[Dataset rows on where objects appear]

"""

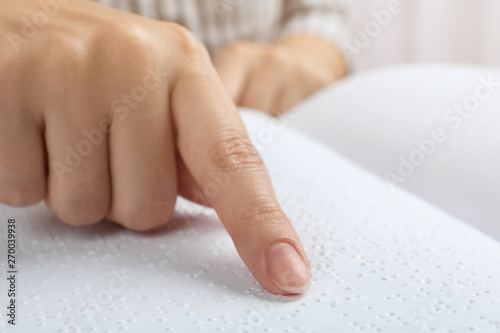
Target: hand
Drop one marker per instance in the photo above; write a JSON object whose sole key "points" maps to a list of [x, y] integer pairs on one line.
{"points": [[275, 77], [105, 113]]}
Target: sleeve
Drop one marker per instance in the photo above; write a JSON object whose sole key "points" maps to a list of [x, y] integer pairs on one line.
{"points": [[326, 18]]}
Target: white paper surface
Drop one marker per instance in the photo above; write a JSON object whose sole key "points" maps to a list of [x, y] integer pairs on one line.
{"points": [[380, 118], [382, 261]]}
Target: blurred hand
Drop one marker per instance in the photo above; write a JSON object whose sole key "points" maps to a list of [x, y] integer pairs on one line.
{"points": [[105, 113], [273, 78]]}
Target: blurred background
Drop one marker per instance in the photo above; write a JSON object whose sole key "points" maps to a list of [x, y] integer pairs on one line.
{"points": [[459, 31]]}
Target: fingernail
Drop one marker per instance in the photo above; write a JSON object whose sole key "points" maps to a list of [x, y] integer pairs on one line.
{"points": [[287, 270]]}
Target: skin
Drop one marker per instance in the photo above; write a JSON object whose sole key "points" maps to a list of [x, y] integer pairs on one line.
{"points": [[110, 114], [275, 77]]}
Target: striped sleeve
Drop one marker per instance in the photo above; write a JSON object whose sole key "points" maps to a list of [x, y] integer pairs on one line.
{"points": [[326, 18]]}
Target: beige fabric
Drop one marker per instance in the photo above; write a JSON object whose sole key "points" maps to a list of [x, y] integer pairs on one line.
{"points": [[219, 22]]}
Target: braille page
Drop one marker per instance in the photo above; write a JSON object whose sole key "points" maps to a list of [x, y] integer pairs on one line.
{"points": [[382, 261]]}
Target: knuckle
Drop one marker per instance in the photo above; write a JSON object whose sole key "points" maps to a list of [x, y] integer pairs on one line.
{"points": [[259, 214], [188, 46], [239, 48], [276, 56], [119, 43], [233, 151]]}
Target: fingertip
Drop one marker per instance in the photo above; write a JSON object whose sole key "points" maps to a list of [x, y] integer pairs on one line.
{"points": [[287, 270]]}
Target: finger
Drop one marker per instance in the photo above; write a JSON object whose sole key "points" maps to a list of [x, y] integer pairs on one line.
{"points": [[187, 186], [233, 64], [214, 145], [261, 89], [142, 155], [22, 166], [78, 180], [294, 91]]}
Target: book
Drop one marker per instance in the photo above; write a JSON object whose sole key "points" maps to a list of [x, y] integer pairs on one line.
{"points": [[383, 259]]}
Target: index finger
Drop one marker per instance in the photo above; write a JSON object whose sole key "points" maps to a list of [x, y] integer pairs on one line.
{"points": [[216, 148]]}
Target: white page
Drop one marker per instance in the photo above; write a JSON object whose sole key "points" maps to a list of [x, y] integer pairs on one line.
{"points": [[379, 118], [382, 261]]}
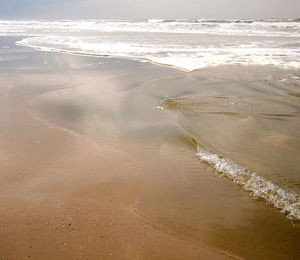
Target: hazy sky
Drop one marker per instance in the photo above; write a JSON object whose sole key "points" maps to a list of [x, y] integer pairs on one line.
{"points": [[139, 9]]}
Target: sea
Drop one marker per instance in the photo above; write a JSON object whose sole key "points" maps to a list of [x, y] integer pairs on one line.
{"points": [[237, 98]]}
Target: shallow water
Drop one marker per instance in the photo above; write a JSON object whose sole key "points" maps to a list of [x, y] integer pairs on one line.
{"points": [[115, 101]]}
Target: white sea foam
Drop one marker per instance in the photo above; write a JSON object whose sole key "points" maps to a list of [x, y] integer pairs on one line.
{"points": [[185, 44], [287, 201]]}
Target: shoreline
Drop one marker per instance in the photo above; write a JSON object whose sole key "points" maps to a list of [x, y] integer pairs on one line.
{"points": [[127, 190]]}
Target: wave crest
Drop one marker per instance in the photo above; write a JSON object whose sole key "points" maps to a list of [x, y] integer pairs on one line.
{"points": [[257, 186]]}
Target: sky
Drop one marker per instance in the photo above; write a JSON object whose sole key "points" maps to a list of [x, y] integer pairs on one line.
{"points": [[144, 9]]}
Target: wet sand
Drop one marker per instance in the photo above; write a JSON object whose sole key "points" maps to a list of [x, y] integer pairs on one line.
{"points": [[63, 195], [91, 169]]}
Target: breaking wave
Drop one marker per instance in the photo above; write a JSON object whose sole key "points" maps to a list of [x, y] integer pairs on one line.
{"points": [[259, 188]]}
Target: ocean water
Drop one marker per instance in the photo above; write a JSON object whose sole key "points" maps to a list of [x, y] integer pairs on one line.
{"points": [[242, 108], [185, 44]]}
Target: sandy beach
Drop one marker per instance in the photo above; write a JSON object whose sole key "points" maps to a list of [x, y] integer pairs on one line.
{"points": [[92, 169]]}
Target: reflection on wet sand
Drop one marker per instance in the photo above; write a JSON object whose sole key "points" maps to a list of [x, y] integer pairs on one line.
{"points": [[140, 181]]}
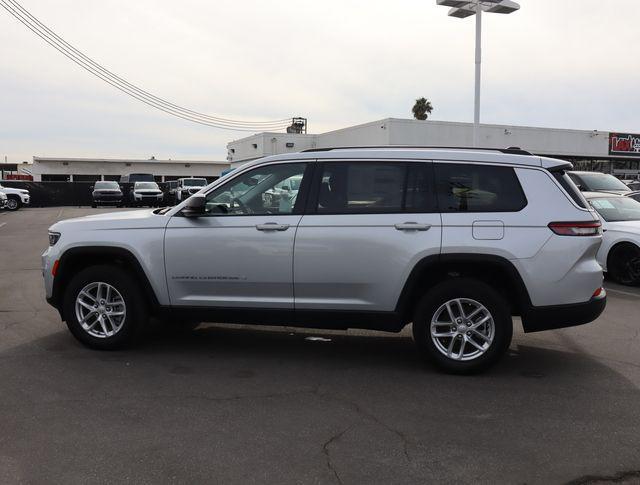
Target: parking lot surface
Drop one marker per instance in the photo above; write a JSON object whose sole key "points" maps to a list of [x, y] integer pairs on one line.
{"points": [[270, 405]]}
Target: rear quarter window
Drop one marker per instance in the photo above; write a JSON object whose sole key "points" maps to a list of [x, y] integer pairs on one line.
{"points": [[568, 184], [478, 188]]}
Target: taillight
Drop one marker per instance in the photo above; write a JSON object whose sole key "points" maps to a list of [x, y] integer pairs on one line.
{"points": [[576, 228]]}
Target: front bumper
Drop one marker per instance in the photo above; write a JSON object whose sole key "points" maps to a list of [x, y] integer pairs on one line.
{"points": [[537, 319]]}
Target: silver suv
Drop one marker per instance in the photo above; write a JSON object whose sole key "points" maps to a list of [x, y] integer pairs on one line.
{"points": [[455, 241]]}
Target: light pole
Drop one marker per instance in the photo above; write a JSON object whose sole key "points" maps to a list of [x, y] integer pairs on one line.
{"points": [[465, 8]]}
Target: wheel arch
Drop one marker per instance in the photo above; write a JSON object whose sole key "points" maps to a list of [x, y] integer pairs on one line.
{"points": [[494, 270], [76, 259], [617, 245]]}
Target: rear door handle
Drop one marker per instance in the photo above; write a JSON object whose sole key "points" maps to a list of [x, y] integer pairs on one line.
{"points": [[272, 226], [412, 226]]}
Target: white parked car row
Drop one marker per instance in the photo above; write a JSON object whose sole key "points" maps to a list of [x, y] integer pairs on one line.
{"points": [[15, 198]]}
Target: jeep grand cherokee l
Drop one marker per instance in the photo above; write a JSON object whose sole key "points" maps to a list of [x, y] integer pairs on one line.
{"points": [[454, 241]]}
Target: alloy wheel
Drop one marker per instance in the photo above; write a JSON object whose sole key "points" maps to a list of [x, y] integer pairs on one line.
{"points": [[100, 310], [462, 329]]}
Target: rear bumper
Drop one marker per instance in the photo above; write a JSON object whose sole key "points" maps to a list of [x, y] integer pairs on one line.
{"points": [[537, 319]]}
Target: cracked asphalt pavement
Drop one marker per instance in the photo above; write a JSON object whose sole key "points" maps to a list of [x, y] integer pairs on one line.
{"points": [[240, 404]]}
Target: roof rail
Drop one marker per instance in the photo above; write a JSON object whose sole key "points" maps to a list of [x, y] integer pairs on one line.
{"points": [[509, 150]]}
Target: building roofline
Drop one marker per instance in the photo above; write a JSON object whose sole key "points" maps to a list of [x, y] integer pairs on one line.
{"points": [[126, 160]]}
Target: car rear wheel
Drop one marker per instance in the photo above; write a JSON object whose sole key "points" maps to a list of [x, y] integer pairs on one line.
{"points": [[104, 307], [462, 325], [623, 264], [13, 203]]}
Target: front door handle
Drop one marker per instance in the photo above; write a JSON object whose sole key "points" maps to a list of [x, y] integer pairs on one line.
{"points": [[272, 226], [412, 226]]}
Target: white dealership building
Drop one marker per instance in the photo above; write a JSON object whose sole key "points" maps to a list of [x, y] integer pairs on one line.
{"points": [[64, 169], [589, 149]]}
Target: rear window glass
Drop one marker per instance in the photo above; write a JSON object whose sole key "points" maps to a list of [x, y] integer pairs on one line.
{"points": [[478, 188]]}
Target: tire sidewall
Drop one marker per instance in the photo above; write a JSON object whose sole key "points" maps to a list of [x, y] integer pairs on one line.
{"points": [[126, 284], [462, 288]]}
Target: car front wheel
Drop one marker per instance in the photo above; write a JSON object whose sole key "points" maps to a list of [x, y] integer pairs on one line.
{"points": [[104, 307], [462, 325], [13, 203]]}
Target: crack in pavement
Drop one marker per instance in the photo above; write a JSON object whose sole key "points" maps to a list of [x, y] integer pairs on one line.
{"points": [[325, 451], [372, 418], [621, 477]]}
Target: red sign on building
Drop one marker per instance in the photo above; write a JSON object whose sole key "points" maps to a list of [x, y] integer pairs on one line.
{"points": [[625, 144]]}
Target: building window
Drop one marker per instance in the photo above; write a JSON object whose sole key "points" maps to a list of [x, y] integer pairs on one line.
{"points": [[86, 178], [55, 178]]}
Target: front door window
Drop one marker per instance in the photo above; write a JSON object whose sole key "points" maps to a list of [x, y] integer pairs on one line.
{"points": [[272, 189]]}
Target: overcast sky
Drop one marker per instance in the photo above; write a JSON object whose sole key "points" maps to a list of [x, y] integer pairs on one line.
{"points": [[554, 63]]}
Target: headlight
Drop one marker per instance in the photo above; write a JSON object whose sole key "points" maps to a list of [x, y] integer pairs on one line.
{"points": [[53, 238]]}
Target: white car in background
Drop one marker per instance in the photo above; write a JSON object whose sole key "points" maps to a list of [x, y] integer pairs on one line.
{"points": [[16, 198], [147, 193], [619, 254]]}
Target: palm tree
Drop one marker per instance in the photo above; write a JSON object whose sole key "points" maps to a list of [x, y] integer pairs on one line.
{"points": [[422, 109]]}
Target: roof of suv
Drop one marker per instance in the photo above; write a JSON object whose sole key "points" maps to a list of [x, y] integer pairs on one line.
{"points": [[512, 156]]}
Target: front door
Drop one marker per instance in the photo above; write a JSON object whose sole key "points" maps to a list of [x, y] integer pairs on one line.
{"points": [[240, 253]]}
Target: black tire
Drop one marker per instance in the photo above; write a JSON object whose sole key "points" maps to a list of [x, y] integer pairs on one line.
{"points": [[623, 264], [471, 289], [136, 309], [13, 202]]}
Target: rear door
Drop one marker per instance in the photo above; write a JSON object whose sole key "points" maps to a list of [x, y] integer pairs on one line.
{"points": [[366, 225], [485, 211]]}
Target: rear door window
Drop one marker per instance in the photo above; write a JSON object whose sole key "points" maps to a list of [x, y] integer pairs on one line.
{"points": [[478, 188]]}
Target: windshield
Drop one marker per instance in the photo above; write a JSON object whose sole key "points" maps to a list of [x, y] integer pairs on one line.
{"points": [[601, 181], [617, 209], [106, 185], [194, 182], [146, 185]]}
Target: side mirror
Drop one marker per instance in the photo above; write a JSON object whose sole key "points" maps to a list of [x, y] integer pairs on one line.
{"points": [[195, 206]]}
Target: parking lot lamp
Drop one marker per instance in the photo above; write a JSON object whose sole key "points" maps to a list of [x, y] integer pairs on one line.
{"points": [[464, 8]]}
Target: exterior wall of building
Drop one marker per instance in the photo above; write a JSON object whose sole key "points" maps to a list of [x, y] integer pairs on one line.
{"points": [[375, 133], [112, 168], [570, 144], [265, 144], [542, 141]]}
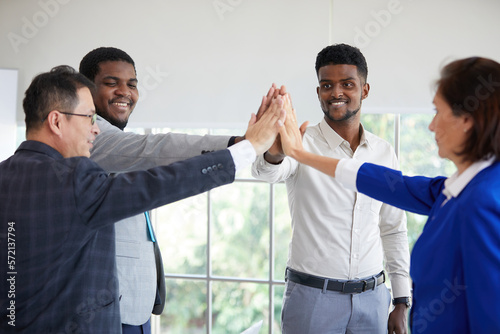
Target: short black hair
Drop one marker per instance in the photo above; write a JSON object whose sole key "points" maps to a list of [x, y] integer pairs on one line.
{"points": [[340, 54], [89, 66], [54, 90]]}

"""

REQUIREMENTS:
From the line containing "Target: windshield" down to the last line of the entries above, copy each line exactly and nothing more. Leave pictures out.

COMPLETED TASK:
Target: windshield
Drop one marker per instance in the photo above; write a JSON object whose sole key "points" maps to a list of [x, y] integer pairs on one line.
{"points": [[601, 181], [617, 209], [106, 185], [194, 182], [146, 185]]}
Target: side mirror
Drop one marker per instance in the photo above; write a JSON object whose sole key "points" maps to a list of [x, y] integer pairs on one line.
{"points": [[195, 206]]}
Target: parking lot lamp
Drop one marker per instance in the photo above; write a JSON object whose sole key "points" maps to a list of [x, y] integer pairs on one line.
{"points": [[464, 8]]}
Target: exterior wall of building
Drop one marker per instance in the photo above; write a JSON object whose sole key "points" maps to a list of [x, y] integer pairs on one line.
{"points": [[375, 133], [112, 168], [570, 144], [265, 144], [542, 141]]}
Target: short black hair
Drop one marker per instance in the photo above; write a JSON object whose sole key "points" maps to a list of [x, y] integer pairs on one line.
{"points": [[340, 54], [89, 66], [54, 90]]}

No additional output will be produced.